→ **EXERCISE**: Could you retype the whole listing word for word and drop the images?

→ **DATA LISTING**:

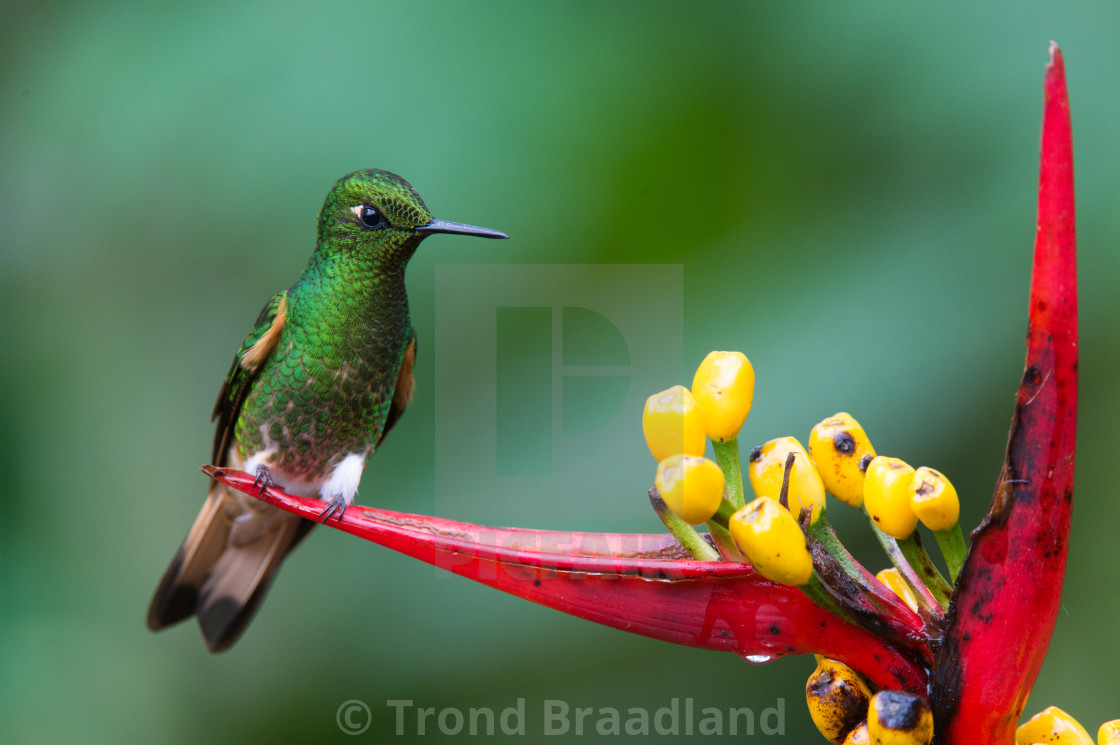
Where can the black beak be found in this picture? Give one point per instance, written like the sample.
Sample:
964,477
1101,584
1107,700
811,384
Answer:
460,229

→ **OUTPUT OF THE EXERCISE**:
Where can the black beak be found in this picture? Give one point per instance, written like the sample.
Sample:
964,477
1101,584
1107,700
811,384
Answer:
460,229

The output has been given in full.